→ **Materiał do zadania**
★ ★ ★
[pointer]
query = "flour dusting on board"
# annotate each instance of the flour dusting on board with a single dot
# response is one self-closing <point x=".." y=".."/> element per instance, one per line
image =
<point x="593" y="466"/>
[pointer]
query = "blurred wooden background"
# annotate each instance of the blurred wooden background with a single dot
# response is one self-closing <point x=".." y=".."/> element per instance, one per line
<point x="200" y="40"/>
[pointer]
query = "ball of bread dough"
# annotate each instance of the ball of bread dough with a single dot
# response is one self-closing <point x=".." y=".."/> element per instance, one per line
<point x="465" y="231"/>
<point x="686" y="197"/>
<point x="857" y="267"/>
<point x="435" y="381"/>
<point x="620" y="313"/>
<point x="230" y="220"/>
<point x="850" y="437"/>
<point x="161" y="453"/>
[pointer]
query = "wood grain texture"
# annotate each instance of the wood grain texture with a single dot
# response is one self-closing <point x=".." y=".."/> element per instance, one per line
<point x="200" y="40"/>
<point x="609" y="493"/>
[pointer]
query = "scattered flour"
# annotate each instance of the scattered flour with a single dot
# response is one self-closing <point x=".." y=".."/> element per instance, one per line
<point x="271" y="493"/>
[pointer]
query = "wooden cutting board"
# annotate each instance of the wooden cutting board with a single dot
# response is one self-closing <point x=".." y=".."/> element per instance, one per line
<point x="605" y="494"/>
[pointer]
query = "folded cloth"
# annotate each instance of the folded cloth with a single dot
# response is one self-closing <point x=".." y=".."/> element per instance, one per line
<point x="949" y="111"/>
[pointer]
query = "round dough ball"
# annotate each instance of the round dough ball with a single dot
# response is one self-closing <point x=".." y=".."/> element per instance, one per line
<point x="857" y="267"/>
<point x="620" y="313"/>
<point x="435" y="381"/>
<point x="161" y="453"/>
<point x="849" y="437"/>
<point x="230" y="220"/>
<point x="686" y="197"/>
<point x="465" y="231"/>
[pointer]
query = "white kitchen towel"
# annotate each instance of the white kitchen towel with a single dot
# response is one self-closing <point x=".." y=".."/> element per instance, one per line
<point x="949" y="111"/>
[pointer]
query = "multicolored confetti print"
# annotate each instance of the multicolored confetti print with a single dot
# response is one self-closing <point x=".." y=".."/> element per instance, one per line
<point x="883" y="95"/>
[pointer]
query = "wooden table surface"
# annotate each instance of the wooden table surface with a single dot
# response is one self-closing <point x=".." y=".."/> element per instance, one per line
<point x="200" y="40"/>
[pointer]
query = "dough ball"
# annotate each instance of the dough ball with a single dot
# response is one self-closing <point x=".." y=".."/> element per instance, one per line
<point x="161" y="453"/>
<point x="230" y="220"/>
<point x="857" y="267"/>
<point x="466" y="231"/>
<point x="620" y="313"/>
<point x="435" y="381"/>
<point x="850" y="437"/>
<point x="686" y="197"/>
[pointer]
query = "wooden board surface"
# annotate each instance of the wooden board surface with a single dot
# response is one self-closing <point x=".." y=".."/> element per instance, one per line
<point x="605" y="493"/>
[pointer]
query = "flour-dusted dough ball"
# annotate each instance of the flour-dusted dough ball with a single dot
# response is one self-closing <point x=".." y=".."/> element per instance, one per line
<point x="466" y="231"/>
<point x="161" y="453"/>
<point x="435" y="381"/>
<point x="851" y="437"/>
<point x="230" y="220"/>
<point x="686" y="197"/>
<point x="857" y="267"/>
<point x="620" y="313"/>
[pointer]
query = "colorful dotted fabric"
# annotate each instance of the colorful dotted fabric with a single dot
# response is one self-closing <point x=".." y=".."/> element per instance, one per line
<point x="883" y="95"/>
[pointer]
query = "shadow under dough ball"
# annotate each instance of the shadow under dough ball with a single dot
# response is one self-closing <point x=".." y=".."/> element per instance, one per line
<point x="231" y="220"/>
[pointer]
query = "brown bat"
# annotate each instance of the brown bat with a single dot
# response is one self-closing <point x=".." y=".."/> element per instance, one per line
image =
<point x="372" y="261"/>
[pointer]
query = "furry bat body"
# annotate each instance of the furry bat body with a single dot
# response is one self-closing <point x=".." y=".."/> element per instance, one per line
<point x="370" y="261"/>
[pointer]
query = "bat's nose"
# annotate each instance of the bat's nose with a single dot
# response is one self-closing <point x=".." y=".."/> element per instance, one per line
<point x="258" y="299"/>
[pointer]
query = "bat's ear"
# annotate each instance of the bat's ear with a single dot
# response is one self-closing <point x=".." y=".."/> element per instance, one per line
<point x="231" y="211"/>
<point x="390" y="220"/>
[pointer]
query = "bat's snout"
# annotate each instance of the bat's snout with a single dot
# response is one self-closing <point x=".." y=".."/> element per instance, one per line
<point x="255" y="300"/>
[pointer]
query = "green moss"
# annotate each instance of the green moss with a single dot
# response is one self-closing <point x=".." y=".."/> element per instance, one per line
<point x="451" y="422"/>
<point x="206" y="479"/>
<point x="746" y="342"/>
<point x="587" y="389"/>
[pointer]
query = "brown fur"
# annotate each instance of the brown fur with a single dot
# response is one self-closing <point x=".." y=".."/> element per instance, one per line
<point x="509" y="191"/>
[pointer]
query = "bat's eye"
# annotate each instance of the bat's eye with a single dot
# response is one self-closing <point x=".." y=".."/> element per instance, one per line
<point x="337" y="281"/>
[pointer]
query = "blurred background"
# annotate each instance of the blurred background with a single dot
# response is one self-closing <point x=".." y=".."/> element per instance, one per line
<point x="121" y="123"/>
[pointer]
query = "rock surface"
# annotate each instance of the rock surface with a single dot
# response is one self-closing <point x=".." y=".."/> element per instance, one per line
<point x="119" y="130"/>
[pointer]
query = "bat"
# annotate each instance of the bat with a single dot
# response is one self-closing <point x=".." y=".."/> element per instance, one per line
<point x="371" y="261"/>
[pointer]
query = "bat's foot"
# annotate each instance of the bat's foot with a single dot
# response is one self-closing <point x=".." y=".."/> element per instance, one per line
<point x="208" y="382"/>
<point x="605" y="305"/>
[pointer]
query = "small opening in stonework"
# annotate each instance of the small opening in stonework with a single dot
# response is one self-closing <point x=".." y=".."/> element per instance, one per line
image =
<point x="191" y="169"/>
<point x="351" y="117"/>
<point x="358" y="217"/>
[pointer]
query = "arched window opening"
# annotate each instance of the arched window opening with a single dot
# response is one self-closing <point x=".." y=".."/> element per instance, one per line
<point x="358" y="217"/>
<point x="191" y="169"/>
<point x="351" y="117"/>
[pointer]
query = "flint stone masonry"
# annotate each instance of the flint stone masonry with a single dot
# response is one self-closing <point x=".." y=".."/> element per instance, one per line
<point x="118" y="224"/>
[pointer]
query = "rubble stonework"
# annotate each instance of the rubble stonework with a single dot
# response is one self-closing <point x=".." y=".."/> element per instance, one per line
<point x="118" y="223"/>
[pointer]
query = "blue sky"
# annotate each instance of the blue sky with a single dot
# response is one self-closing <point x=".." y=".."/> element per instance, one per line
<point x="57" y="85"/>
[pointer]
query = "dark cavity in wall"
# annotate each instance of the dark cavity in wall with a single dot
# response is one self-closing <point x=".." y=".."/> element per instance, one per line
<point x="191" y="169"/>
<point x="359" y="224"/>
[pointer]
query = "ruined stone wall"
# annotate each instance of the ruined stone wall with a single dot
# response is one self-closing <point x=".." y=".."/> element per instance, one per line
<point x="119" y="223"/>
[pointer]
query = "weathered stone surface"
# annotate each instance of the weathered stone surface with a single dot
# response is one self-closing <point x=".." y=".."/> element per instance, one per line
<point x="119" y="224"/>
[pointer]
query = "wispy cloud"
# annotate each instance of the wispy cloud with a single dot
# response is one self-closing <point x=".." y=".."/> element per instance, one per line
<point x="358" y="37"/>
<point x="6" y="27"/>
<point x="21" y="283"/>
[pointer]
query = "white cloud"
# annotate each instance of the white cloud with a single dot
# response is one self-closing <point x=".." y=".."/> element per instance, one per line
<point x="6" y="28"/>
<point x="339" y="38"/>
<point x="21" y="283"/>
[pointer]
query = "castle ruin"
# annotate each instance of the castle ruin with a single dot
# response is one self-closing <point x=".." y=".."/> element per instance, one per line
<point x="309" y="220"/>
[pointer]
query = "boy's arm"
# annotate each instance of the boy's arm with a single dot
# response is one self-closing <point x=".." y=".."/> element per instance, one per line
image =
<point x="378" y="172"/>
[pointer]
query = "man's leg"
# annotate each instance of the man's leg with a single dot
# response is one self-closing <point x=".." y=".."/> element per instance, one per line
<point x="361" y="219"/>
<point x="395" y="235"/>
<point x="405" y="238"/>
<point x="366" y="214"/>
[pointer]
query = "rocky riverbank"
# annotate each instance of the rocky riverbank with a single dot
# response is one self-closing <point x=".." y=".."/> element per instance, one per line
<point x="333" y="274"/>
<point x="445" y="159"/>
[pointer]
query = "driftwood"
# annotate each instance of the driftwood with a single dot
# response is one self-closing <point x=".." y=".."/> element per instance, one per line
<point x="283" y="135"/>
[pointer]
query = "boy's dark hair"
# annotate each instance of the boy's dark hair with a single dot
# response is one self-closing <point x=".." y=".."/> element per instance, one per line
★ ★ ★
→ **Opis zadania**
Wskaż wszystkie wiersze powyżej, w których występuje słowo „under”, i przepisz każdy z nich. Wielkość liter ma znaczenie.

→ **Rozwiązanie zadania**
query = "shadow under dough ball"
# annotate each instance of the shadow under dough ball with a single dot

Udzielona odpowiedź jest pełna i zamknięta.